*Record set:*
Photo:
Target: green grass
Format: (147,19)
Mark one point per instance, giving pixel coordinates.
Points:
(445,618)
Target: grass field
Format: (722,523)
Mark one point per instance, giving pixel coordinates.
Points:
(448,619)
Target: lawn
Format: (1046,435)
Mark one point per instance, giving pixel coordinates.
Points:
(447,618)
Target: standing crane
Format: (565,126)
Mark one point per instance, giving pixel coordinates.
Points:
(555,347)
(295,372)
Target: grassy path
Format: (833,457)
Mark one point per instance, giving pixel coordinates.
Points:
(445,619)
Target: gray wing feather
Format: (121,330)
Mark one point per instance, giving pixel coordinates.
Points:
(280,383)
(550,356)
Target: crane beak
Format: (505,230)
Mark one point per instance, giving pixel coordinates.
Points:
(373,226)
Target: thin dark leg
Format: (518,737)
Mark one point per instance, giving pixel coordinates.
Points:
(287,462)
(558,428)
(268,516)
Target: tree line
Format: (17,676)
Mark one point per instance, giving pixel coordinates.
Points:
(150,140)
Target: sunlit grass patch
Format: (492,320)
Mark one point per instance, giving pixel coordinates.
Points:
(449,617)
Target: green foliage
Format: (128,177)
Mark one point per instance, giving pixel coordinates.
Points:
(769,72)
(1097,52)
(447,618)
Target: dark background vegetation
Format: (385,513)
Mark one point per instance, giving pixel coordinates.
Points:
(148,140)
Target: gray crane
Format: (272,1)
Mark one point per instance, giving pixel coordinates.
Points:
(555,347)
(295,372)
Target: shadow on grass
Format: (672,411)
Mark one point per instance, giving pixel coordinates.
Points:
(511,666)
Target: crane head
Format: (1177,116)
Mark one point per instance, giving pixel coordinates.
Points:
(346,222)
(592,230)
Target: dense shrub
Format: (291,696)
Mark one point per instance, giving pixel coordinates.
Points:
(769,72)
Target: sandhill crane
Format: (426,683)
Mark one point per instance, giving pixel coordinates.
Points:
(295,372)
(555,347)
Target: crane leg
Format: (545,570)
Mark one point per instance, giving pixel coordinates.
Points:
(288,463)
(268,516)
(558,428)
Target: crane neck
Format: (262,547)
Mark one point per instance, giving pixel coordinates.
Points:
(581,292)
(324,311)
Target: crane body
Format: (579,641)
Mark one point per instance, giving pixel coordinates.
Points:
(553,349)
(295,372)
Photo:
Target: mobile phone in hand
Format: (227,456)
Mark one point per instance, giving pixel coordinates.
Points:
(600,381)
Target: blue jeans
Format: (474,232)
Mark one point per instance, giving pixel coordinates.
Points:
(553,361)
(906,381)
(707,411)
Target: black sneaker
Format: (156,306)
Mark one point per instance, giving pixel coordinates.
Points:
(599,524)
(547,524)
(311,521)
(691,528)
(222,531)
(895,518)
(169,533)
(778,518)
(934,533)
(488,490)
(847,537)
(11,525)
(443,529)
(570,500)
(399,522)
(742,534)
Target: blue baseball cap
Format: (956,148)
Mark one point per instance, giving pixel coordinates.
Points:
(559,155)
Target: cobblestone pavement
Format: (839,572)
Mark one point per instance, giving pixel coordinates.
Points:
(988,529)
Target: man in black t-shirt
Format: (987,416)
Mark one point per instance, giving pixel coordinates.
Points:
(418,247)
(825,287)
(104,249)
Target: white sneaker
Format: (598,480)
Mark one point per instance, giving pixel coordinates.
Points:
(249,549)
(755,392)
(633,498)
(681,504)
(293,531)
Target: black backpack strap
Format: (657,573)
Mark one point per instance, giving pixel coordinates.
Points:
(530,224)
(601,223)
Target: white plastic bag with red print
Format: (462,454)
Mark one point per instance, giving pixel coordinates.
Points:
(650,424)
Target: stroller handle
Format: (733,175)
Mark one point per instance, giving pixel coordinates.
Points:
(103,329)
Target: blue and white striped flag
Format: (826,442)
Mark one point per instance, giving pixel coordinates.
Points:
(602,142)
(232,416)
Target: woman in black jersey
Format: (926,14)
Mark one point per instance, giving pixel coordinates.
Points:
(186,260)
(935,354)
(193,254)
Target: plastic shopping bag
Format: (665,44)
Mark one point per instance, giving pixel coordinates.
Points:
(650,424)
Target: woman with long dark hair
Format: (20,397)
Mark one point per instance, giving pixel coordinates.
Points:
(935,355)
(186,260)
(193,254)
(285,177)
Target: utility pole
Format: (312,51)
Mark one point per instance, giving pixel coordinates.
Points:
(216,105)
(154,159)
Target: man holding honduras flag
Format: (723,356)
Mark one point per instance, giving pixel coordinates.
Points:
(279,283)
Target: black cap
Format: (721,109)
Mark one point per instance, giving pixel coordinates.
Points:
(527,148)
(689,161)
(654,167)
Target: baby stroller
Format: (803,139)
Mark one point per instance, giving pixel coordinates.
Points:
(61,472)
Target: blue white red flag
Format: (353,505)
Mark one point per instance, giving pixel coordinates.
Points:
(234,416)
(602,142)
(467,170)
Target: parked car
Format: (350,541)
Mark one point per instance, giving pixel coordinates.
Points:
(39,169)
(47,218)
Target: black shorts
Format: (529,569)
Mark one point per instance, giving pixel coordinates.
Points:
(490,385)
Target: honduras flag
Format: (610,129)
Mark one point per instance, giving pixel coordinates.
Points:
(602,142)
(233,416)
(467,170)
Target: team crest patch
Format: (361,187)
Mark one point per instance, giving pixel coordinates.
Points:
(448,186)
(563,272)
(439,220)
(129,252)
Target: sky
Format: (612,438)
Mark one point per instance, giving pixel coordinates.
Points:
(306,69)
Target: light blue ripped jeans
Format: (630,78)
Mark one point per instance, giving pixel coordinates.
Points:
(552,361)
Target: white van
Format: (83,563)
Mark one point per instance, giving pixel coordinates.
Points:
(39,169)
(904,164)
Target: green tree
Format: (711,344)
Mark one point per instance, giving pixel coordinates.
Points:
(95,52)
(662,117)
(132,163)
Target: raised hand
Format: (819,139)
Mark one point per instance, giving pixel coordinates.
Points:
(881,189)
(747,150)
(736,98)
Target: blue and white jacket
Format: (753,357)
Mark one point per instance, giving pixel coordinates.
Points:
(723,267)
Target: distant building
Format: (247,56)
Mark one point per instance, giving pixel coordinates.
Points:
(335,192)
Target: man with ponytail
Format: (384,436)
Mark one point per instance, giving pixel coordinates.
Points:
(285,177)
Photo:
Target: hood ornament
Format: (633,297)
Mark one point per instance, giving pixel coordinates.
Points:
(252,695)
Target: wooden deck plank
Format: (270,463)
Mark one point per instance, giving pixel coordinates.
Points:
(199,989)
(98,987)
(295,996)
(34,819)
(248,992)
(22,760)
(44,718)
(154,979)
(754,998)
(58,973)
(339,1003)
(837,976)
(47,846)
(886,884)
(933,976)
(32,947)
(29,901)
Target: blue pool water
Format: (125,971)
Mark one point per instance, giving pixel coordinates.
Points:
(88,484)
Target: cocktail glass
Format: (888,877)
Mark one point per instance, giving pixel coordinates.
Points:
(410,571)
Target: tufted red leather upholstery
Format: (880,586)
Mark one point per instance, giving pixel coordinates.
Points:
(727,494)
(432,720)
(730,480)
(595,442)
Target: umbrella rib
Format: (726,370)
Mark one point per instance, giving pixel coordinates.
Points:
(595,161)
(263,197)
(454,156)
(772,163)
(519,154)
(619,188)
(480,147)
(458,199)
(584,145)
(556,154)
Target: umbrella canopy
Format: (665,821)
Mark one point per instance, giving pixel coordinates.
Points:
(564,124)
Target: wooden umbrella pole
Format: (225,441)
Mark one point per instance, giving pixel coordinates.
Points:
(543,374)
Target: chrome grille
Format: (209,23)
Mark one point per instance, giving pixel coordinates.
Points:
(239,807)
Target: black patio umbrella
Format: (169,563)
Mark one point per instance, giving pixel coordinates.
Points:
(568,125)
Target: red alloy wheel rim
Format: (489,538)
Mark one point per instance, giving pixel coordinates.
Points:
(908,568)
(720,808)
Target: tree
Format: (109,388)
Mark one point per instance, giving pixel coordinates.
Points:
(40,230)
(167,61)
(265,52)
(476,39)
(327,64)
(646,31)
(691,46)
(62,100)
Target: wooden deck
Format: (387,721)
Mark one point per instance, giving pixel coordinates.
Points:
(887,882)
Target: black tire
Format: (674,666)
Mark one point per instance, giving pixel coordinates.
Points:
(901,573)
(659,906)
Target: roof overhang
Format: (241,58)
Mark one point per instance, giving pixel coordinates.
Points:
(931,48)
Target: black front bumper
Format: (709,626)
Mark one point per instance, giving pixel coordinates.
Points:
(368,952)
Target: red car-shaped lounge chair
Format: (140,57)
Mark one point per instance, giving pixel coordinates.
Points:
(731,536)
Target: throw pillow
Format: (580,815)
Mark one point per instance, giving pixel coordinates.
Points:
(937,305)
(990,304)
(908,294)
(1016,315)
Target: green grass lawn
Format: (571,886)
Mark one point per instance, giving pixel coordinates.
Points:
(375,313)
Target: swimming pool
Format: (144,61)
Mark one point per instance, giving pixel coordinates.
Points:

*Task to carry out:* Whenever the word "plastic" occurs in a line of the listing above, return that line.

*Response below:*
Target: white plastic bag with red print
Target: plastic shopping bag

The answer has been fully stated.